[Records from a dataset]
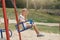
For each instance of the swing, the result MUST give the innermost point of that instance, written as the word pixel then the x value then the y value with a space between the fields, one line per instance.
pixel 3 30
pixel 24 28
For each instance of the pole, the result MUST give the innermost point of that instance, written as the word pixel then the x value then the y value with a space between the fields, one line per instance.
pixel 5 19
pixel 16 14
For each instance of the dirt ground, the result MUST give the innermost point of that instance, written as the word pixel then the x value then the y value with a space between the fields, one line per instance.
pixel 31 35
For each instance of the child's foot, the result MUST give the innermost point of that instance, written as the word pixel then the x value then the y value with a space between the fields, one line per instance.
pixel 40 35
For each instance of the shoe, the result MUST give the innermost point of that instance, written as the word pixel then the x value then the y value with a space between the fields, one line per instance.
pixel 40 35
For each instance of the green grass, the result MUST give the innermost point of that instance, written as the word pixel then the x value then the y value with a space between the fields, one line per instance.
==
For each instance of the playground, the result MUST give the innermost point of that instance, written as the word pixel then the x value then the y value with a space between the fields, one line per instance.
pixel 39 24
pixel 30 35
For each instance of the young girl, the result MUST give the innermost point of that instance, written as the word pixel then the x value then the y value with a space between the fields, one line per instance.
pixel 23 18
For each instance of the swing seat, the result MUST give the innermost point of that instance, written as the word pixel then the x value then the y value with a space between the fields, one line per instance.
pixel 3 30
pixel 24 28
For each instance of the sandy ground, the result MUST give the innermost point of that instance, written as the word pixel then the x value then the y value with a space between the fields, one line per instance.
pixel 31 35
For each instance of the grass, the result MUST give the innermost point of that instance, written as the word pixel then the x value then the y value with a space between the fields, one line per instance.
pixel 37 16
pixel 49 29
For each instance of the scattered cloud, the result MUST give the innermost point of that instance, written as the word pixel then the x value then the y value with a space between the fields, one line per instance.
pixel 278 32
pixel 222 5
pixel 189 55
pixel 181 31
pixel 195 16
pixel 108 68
* * *
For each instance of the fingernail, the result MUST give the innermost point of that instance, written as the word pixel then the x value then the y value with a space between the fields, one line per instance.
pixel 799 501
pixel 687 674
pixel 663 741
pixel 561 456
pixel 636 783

**Work required**
Copy out the data between the lines holding "For each instance of the scattered" and "pixel 108 68", inclusive, swapping "scattered cloud" for "drifting cloud" and leaving everything else unchanged.

**Answer to this exercise**
For each instance of the drifting cloud, the result MUST give the innermost point of that instance, written as the word pixel then the x value then the y value with a space between the fields, one line per instance.
pixel 278 32
pixel 222 5
pixel 189 55
pixel 181 31
pixel 195 16
pixel 108 68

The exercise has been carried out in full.